::: Okunacak bölüm :::
Çoklu Zeka Temelli Öğretim: Her öğrencinin zeka türüne uygun olan öğretim

ortamlarıyla sürdürülen öğretim faaliyetleridir [22].

Tutum: Kişiye özel tarz, inanç, amaç ya da davranışla bir konu alanını öğrenmeye

lehte ya da aleyhte tepki verme [ Feldman, (1996), aktaran: 23].

Maddenin Tanecikli Yapısı: Atom; maddeyi oluşturan en küçük yapı taşı.

Öğrenme Stili: Bireylerin bilgiyi algılama ve işleme yeteneklerini kullanmadaki

tercihi olarak tanımlamıştır [McCarthy, (1987), aktaran:24].

1.3 Araştırmanın Amacı

Bu çalışmanın ana amacı, ilköğretim altıncı sınıf Fen ve Teknoloji dersindeki maddenin tanecikli yapısı ünitesinin çoklu zeka kuramına dayalı öğretimin öğrencilerin başarılarına etkisini incelemektir.

1.4 Araştırmanın Önemi

Yapmadan öğrenmenin olamayacağı, standart program uygulamalarının öğrencinin güdülenmesindeki olumsuz etkisi ve bunun sonucunda öğrenciye rağmen öğretmenin verimsizliği ve ardından gelen sınıf içi disiplin problemleri düşünüldüğünde çoklu zekayı temel alan program uygulamalarının öğrencilerin birkaç alanda öğrenmeyi kendi istek ve çabalarıyla sağlayacakları bir gerçektir. Çoklu zeka kuramı ve uygulamaları aynı zamanda yenilikçi, coşkulu idealist öğretmenlerin, öğrencilerinde iletişim kurma becerileri geliştirmek, ekip çalışmasına yönlendirmek, birtakım değer yargıları geliştirmelerine ve geliştirdikleri değer

(27)

yargılarını yaşam biçimi haline getirmelerine olanak sağlamak yolundaki çabalarını da yönlendirecek ve pekiştirecektir [ Demircioğlu ve Güneysu, (2000), aktaran:21].

Öğrenciler çoklu zekalarını kullanırken, bir yandan kendi güçlü zekalarını ortaya koyarken, öte yandan birlikte çalışmayı öğrenmektedirler. Bu teoriyi temel alan uygulamaların, öğrenci başarısını olumlu yönde etkilediği, çoklu zeka teorisine göre tasarlanmış derslerde öğrencilerin derse aktif olarak katılımlarının ve motivasyonlarının arttığı gözlemlenmiştir [Campbell, (1992); Goodnough, (2000) aktaran: 21].

Fen ve teknoloji hayatımızın her alanında bulunan, günlük hayatımızın içinde, çevreyle etkileşim içinde olan bir bilim dalı olması nedeniyle bu alanda çoklu zekanın çok rahatlıkla uyarlanabilecek bir öğretim kuramı olduğu söylenebilir.
::: Sağlanan materyal :::
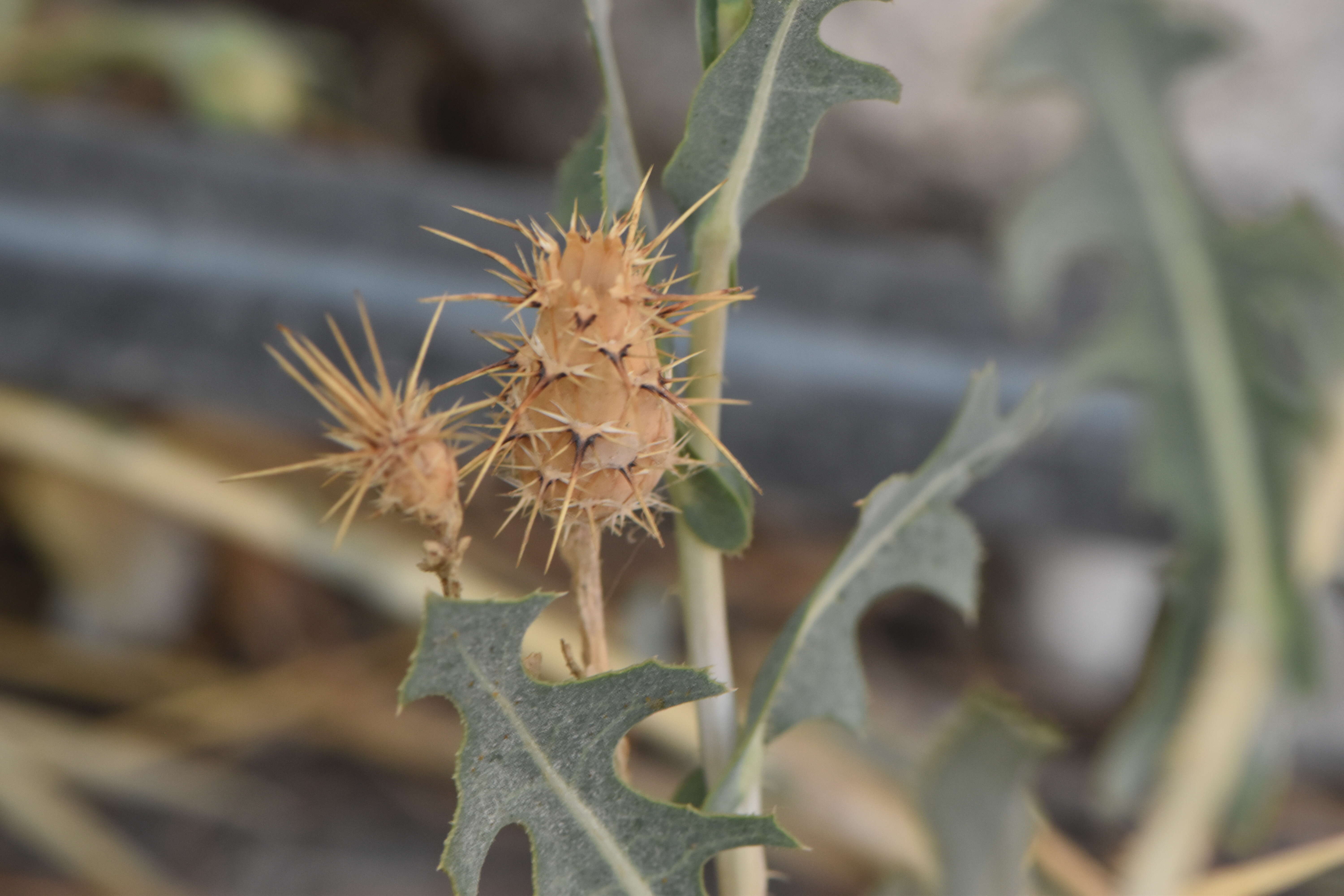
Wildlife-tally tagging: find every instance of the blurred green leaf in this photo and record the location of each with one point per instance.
(1282, 283)
(541, 756)
(616, 179)
(976, 796)
(579, 182)
(759, 104)
(909, 535)
(693, 790)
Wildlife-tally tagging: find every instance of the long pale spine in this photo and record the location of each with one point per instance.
(1238, 670)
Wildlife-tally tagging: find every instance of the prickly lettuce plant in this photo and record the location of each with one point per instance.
(600, 422)
(1226, 331)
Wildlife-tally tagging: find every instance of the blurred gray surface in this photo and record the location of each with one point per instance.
(147, 265)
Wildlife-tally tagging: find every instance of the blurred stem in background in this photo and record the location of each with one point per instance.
(225, 66)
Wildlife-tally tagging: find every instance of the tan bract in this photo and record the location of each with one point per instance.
(589, 406)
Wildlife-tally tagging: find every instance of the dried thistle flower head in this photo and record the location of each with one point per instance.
(589, 409)
(394, 445)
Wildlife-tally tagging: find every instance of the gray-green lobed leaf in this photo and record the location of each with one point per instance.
(759, 104)
(909, 535)
(976, 796)
(1283, 284)
(541, 756)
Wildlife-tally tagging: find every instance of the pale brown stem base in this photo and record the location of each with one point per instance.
(444, 558)
(583, 551)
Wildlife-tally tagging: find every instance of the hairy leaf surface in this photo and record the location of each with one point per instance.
(909, 535)
(541, 756)
(759, 104)
(1282, 284)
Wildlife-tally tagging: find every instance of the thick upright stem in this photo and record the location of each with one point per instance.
(743, 872)
(1237, 674)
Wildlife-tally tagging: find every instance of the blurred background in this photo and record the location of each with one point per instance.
(197, 695)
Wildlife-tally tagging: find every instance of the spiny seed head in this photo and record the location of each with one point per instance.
(394, 445)
(587, 414)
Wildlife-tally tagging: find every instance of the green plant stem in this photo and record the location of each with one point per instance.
(743, 872)
(1238, 670)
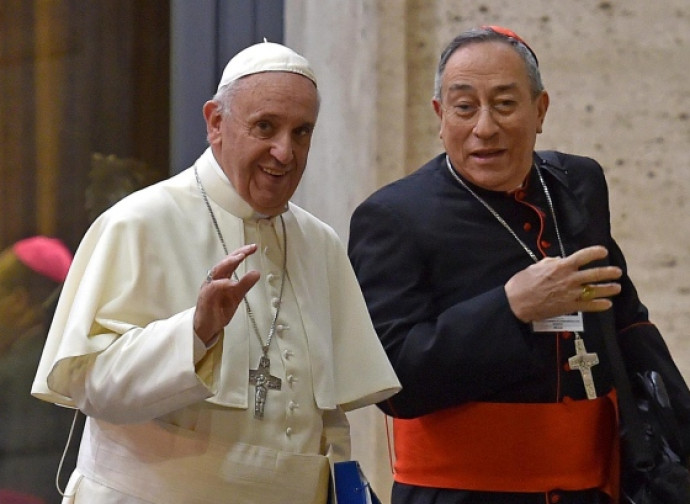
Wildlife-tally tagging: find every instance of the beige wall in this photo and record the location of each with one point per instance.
(618, 73)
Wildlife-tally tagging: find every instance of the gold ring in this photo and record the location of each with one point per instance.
(587, 293)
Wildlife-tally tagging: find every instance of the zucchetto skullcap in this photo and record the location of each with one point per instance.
(46, 256)
(265, 57)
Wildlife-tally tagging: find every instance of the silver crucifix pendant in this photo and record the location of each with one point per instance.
(584, 362)
(262, 380)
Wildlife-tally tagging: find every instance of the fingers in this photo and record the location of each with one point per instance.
(228, 265)
(599, 274)
(590, 292)
(586, 255)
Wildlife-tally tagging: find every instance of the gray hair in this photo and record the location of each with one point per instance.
(224, 96)
(487, 34)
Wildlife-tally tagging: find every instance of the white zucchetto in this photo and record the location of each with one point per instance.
(265, 57)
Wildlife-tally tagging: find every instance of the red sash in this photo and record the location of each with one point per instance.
(512, 447)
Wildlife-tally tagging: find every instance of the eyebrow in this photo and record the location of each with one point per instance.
(468, 87)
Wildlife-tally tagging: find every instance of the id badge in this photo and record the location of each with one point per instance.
(572, 322)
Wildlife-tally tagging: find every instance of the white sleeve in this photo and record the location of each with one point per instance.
(145, 373)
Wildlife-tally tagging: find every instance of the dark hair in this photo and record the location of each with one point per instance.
(491, 34)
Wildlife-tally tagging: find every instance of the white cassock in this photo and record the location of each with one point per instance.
(169, 422)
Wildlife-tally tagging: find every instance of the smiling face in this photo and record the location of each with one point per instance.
(489, 117)
(263, 140)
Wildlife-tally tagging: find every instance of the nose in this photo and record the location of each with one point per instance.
(282, 148)
(486, 126)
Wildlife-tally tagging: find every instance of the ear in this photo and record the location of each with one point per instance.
(542, 107)
(213, 119)
(437, 107)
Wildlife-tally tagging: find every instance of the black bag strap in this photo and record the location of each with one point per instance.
(638, 451)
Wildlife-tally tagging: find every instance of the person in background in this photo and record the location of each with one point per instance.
(494, 282)
(213, 332)
(32, 434)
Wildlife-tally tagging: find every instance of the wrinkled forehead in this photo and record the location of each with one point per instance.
(485, 63)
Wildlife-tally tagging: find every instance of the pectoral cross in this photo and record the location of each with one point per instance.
(262, 380)
(583, 362)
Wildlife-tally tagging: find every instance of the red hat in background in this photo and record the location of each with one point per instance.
(46, 256)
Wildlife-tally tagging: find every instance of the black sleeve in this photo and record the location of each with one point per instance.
(443, 357)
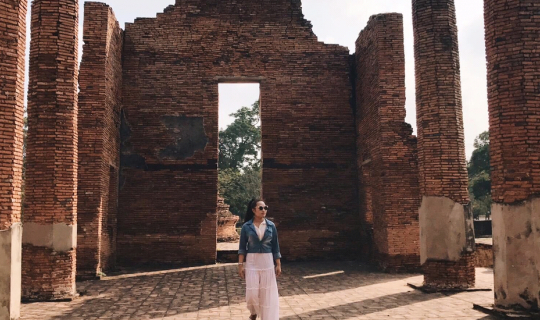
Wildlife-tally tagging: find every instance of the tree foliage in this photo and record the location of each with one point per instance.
(240, 142)
(239, 187)
(480, 177)
(239, 178)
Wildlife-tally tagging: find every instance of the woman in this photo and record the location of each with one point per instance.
(259, 248)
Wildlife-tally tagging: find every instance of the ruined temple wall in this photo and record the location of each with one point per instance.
(100, 84)
(514, 129)
(447, 234)
(50, 208)
(172, 67)
(386, 147)
(12, 67)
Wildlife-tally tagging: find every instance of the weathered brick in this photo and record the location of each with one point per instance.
(513, 67)
(172, 67)
(100, 83)
(51, 176)
(386, 148)
(12, 66)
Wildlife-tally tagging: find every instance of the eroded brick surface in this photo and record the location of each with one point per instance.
(386, 148)
(514, 101)
(51, 176)
(513, 66)
(324, 291)
(12, 64)
(172, 67)
(100, 83)
(441, 150)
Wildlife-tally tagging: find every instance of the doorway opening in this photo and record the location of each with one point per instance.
(239, 161)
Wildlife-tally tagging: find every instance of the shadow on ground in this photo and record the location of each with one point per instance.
(172, 293)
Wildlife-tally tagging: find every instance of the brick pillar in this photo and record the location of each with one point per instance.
(514, 128)
(50, 220)
(100, 82)
(446, 227)
(387, 148)
(12, 65)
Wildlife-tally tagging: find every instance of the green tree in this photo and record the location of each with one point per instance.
(240, 142)
(480, 177)
(239, 178)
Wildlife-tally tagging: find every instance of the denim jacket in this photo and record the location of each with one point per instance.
(250, 243)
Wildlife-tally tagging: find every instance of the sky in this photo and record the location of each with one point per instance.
(340, 22)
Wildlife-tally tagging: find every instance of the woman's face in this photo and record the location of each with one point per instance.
(260, 213)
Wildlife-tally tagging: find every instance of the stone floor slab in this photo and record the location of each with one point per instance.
(322, 290)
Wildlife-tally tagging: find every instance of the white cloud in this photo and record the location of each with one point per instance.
(340, 21)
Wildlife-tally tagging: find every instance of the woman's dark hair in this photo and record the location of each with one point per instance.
(249, 212)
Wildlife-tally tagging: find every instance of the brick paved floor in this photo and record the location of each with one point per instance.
(341, 290)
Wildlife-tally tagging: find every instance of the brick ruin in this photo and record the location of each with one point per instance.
(50, 206)
(446, 226)
(12, 68)
(125, 172)
(387, 156)
(514, 128)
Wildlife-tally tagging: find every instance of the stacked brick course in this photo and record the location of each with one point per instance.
(441, 151)
(386, 147)
(12, 67)
(514, 128)
(172, 67)
(51, 178)
(100, 83)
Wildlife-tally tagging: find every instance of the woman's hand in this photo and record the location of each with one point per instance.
(241, 271)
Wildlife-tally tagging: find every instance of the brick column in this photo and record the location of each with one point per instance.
(514, 127)
(100, 82)
(12, 64)
(387, 148)
(446, 227)
(50, 220)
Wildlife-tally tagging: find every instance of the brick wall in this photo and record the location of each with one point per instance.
(514, 128)
(386, 147)
(12, 68)
(441, 151)
(513, 82)
(51, 176)
(100, 84)
(172, 67)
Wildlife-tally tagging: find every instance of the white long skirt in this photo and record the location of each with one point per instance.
(261, 287)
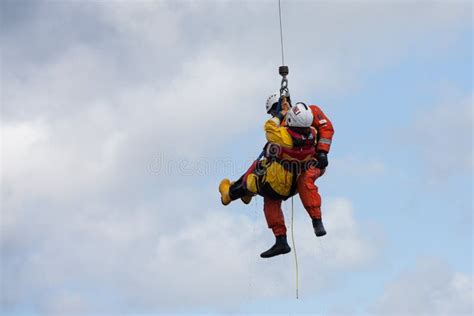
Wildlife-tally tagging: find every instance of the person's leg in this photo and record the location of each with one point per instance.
(274, 216)
(275, 221)
(311, 199)
(231, 191)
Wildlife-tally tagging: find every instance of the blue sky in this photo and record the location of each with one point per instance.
(119, 119)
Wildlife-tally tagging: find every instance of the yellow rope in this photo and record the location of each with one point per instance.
(294, 247)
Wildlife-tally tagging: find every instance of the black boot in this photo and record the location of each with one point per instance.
(237, 189)
(280, 247)
(318, 227)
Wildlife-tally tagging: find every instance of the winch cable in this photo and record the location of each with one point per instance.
(285, 93)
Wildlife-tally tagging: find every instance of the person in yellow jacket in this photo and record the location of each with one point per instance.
(289, 152)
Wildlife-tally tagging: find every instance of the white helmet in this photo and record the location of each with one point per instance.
(299, 115)
(274, 98)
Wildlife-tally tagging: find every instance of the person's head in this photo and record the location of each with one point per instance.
(299, 115)
(272, 104)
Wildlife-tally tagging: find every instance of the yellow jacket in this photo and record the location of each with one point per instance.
(275, 133)
(276, 178)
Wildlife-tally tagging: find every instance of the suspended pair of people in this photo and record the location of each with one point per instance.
(298, 141)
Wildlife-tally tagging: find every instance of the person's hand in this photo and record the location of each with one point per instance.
(322, 158)
(285, 105)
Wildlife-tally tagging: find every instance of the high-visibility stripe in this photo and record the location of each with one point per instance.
(325, 141)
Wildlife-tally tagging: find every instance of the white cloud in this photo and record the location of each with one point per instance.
(428, 288)
(210, 261)
(85, 106)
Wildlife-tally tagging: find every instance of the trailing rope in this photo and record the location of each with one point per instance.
(294, 247)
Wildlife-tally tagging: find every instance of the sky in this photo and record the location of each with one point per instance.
(120, 118)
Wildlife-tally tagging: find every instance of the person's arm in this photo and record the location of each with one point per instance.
(272, 129)
(324, 127)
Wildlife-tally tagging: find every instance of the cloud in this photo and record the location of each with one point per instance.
(443, 137)
(212, 261)
(91, 92)
(431, 287)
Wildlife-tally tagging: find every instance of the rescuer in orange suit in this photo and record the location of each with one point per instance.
(291, 149)
(306, 186)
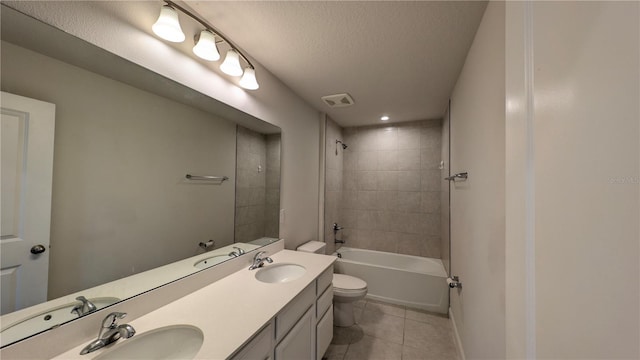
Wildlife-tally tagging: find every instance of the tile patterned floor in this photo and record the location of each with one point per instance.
(391, 332)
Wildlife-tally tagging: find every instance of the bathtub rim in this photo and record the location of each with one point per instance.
(443, 274)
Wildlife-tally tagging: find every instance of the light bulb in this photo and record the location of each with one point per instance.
(231, 64)
(205, 47)
(248, 80)
(168, 25)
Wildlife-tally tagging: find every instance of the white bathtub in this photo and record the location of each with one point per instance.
(413, 281)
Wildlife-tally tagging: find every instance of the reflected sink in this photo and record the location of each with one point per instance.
(205, 263)
(170, 342)
(280, 273)
(47, 319)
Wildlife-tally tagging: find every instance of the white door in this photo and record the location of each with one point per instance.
(27, 168)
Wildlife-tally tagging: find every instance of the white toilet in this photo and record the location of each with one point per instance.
(346, 289)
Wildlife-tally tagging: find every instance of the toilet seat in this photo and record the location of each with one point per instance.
(348, 286)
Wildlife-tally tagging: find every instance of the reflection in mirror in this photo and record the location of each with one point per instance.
(257, 185)
(123, 216)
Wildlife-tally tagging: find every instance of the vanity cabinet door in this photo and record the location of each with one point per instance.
(258, 348)
(299, 342)
(324, 332)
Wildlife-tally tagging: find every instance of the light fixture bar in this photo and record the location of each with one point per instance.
(210, 28)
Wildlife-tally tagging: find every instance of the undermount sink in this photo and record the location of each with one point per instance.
(170, 342)
(47, 319)
(280, 273)
(205, 263)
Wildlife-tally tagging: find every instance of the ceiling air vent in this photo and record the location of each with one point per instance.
(338, 100)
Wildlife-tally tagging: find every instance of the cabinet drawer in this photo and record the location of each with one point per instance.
(324, 333)
(298, 344)
(324, 280)
(324, 301)
(294, 310)
(258, 348)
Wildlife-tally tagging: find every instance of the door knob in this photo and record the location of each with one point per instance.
(38, 249)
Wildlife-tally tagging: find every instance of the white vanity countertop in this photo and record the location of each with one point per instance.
(230, 311)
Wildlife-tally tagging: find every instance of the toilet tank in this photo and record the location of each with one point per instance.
(317, 247)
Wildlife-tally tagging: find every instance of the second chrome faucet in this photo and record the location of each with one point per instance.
(110, 332)
(258, 260)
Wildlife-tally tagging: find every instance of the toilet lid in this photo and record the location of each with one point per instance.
(347, 282)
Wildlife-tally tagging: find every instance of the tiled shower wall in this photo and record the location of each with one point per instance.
(391, 189)
(272, 196)
(334, 155)
(257, 185)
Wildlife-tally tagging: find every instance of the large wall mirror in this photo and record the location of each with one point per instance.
(116, 180)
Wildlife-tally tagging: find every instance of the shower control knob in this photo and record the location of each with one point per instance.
(38, 249)
(454, 282)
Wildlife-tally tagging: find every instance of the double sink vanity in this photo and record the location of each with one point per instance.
(280, 310)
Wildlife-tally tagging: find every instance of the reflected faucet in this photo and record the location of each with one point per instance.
(84, 307)
(258, 261)
(240, 251)
(110, 332)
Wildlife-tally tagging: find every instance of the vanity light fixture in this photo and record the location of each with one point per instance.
(231, 64)
(205, 47)
(168, 27)
(248, 80)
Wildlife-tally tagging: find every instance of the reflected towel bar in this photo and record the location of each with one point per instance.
(462, 176)
(207, 177)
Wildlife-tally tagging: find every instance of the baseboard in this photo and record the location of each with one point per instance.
(456, 337)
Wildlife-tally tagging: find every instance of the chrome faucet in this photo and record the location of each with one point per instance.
(237, 253)
(337, 228)
(258, 261)
(84, 307)
(110, 332)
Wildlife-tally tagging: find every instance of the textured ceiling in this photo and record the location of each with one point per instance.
(400, 58)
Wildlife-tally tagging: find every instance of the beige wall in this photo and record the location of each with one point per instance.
(582, 234)
(123, 28)
(477, 205)
(391, 191)
(119, 203)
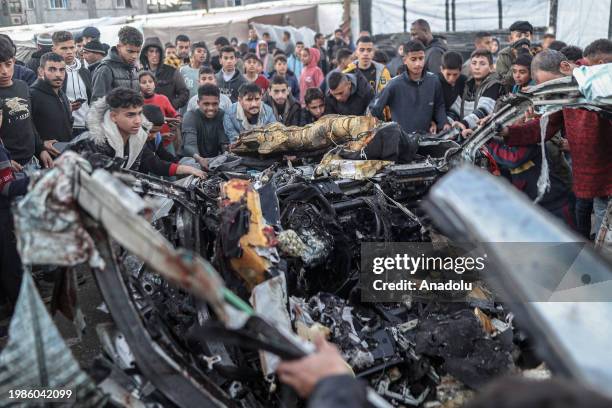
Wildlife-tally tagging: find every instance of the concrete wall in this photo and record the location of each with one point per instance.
(78, 10)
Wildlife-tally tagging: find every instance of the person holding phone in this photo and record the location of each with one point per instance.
(78, 82)
(51, 110)
(148, 83)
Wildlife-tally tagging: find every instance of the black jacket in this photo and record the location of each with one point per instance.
(361, 96)
(291, 115)
(203, 136)
(170, 81)
(112, 73)
(51, 112)
(87, 80)
(413, 104)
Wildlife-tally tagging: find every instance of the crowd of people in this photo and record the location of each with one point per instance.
(163, 107)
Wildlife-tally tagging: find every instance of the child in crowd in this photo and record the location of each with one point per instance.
(480, 94)
(453, 83)
(521, 72)
(252, 71)
(147, 83)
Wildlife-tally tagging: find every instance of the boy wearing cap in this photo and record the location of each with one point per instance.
(89, 34)
(252, 69)
(518, 30)
(521, 72)
(93, 53)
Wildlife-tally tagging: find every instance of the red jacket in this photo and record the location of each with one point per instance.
(590, 141)
(167, 109)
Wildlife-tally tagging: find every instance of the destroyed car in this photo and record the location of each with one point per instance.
(210, 283)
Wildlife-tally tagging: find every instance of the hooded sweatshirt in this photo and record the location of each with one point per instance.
(312, 76)
(51, 112)
(112, 73)
(230, 87)
(104, 138)
(170, 81)
(77, 85)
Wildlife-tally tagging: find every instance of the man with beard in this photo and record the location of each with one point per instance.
(169, 81)
(434, 48)
(50, 107)
(248, 113)
(286, 109)
(118, 69)
(203, 131)
(183, 45)
(78, 83)
(191, 72)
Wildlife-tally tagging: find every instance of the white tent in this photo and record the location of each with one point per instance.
(315, 15)
(578, 21)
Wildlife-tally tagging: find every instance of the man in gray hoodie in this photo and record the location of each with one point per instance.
(415, 97)
(434, 47)
(118, 69)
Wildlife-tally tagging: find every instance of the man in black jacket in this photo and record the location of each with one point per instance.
(434, 47)
(116, 129)
(50, 107)
(349, 94)
(279, 98)
(170, 81)
(77, 85)
(415, 97)
(18, 132)
(203, 131)
(118, 69)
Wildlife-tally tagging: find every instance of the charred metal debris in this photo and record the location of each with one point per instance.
(210, 281)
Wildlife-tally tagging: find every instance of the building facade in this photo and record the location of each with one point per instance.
(16, 12)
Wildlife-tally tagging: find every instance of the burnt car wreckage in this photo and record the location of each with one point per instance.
(210, 281)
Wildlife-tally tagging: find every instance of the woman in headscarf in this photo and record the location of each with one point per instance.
(266, 58)
(312, 76)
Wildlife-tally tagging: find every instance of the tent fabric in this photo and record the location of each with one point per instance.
(580, 22)
(304, 34)
(470, 15)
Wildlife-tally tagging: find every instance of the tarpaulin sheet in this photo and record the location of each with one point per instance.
(579, 22)
(470, 15)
:::
Çoklu zeka metninde "ortamlarıyla sürdürülen öğretim" ile "küçük yapı taşı." arasındaki kısmı, iki uç da dahil, hiçbir değişiklik yapmadan yazın. Bu materyal başka bir kaynaktan alınmıştır.

Çıktı aşağıda.
ortamlarıyla sürdürülen öğretim faaliyetleridir [22].

Tutum: Kişiye özel tarz, inanç, amaç ya da davranışla bir konu alanını öğrenmeye

lehte ya da aleyhte tepki verme [ Feldman, (1996), aktaran: 23].

Maddenin Tanecikli Yapısı: Atom; maddeyi oluşturan en küçük yapı taşı.